Task details: Reproduce all of the material below, swapping "single dot" for "small marker" at every occurrence and leaving everything else unchanged. Leave the pictures out of your version.

Data excerpts:

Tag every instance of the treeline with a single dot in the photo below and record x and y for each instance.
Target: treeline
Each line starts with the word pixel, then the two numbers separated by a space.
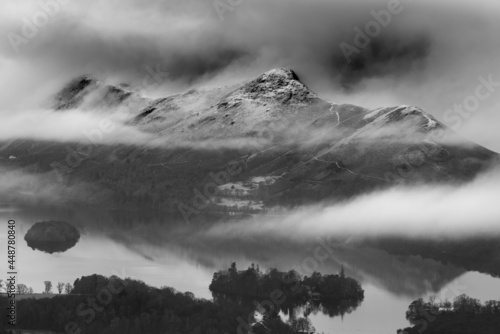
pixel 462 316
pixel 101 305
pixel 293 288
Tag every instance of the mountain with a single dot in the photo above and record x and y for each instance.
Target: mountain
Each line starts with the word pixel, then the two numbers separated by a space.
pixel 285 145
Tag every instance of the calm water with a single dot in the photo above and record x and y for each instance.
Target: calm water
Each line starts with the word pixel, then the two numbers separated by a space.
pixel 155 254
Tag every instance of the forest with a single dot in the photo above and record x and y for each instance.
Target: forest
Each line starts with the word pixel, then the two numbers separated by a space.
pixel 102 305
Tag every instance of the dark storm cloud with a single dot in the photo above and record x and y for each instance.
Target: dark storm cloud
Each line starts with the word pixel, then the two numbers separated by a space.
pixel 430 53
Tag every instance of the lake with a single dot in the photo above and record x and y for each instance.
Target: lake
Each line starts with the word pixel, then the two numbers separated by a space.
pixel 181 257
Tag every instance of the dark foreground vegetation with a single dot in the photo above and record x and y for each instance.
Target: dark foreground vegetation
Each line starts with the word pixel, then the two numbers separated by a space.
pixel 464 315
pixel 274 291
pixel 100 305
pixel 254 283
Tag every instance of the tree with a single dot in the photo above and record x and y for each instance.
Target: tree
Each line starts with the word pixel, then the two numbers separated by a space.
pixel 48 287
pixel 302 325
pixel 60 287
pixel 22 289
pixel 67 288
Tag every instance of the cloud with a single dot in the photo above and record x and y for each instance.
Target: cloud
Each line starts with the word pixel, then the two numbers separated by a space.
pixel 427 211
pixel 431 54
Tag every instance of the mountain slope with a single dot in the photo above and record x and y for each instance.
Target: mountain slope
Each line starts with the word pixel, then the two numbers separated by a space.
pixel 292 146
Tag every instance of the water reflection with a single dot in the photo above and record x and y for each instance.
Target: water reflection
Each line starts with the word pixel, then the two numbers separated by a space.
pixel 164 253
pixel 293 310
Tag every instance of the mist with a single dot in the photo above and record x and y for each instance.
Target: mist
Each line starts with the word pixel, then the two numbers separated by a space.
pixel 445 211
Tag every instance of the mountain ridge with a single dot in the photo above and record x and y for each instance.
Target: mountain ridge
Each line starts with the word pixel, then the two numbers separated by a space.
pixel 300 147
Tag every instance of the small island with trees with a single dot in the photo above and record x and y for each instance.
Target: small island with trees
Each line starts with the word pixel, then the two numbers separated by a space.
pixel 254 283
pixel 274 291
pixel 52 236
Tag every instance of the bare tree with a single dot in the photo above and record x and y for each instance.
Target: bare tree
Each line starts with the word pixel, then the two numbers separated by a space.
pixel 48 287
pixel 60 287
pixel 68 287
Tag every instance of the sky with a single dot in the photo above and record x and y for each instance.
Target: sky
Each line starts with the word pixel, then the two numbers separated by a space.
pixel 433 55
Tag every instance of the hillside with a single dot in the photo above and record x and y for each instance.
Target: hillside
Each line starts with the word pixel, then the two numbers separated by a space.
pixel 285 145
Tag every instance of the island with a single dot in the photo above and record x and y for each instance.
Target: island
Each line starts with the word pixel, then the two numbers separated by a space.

Response to this task:
Tag every instance of the treeline with a small marker in the photo below and record x and y for each instance.
Target: treeline
Each line starts with the word pixel, then the two numbers separated by a space.
pixel 462 316
pixel 101 305
pixel 293 288
Tag every instance of the mountain with a small marker in the photo above and record x and y for each instance.
Target: mountain
Each line starts with the word pixel, then the two numbers separated by a space.
pixel 285 145
Tag every instance of the calm water with a small marker in the photo above and record x and y for each instance.
Target: calm water
Each line starts with the word pixel, then the two numbers separated by a space.
pixel 155 254
Tag every instance of the forest with a small marker in the photo above and record x and y for each instance.
Target: forest
Each line starts with the word pixel, then the two numbers separated by a space.
pixel 102 305
Tag every instance of the dark storm cloud with a small marker in the photo above and record x and y for each instance.
Target: dark storm cloud
Each line starts with the word pixel, then the two numbers separated by a space.
pixel 430 53
Tag every instance of the lake with a small marker in the photo above and record x and y for each instance.
Target: lake
Each line starts with the word pixel, then the two numbers separated by a space.
pixel 181 257
Tag every instance of the dark foreground vegetation with a small marker in the photo above and record x and y for each instance.
Target: dark foreground vegetation
Each line starts with the word pixel, then the two numbers separated by a space.
pixel 464 315
pixel 274 291
pixel 100 305
pixel 254 283
Tag every instance of the tree with a small marker in the photo above and record x and y for each instance.
Target: tree
Each line starts with the word pixel, then the two numbers separated by a space.
pixel 48 287
pixel 302 325
pixel 60 287
pixel 22 289
pixel 67 288
Tag every instance of the cloud with a small marker in the photo above and record x and y for each instance.
Target: cloud
Each line starts with the word pixel, then the two numbers separated by a space.
pixel 427 211
pixel 431 54
Tag every instance of the mountain slope with a small marker in the photo above and record x and y for each instance.
Target: mountain slope
Each line starts with the word pixel, then the two numbers separated by a space.
pixel 292 146
Tag every instance of the water reflection with a small marker in the photo above and record x and y for each instance.
Target: water reflection
Each line starts with the word pixel, then the two numbers separated by a space.
pixel 164 253
pixel 293 310
Tag every instance of the mist with a small marker in the photo above and record x and y for each instance.
Target: mist
Each line starts with the word pixel, then the two numbers separated by a space.
pixel 445 211
Tag every instance of the mountain ridge with a small marker in the photo above and record x and y for each instance.
Target: mountain ridge
Each line starts with the word pixel, then the two numbers separated by a space.
pixel 300 147
Tag every instance of the small island with trees with a small marker in the photo above and record x and y for each instance.
Target: small island with trees
Each line starts with the word pixel, then the two numbers separated by a space.
pixel 254 283
pixel 274 291
pixel 52 236
Tag every instance of the bare tree with a small marker in the photo above and record x and y for each instance.
Target: bare tree
Each line starts with the word pixel, then the two numbers separated by a space.
pixel 48 287
pixel 60 287
pixel 68 287
Tag every instance of the sky with a small marker in the photo above and record x and y for each instance.
Target: sky
Each line starts with the word pixel, then the two numbers separated by a space.
pixel 433 55
Tag every instance of the hillside with a small marker in the photo above and record x and y for each instance.
Target: hillside
Each line starts with the word pixel, then the two numbers separated by a space.
pixel 285 145
Tag every instance of the island with a small marker in the photo above and record x and y for each instance.
Target: island
Each line starts with the word pixel, then the two numbers separated by a space.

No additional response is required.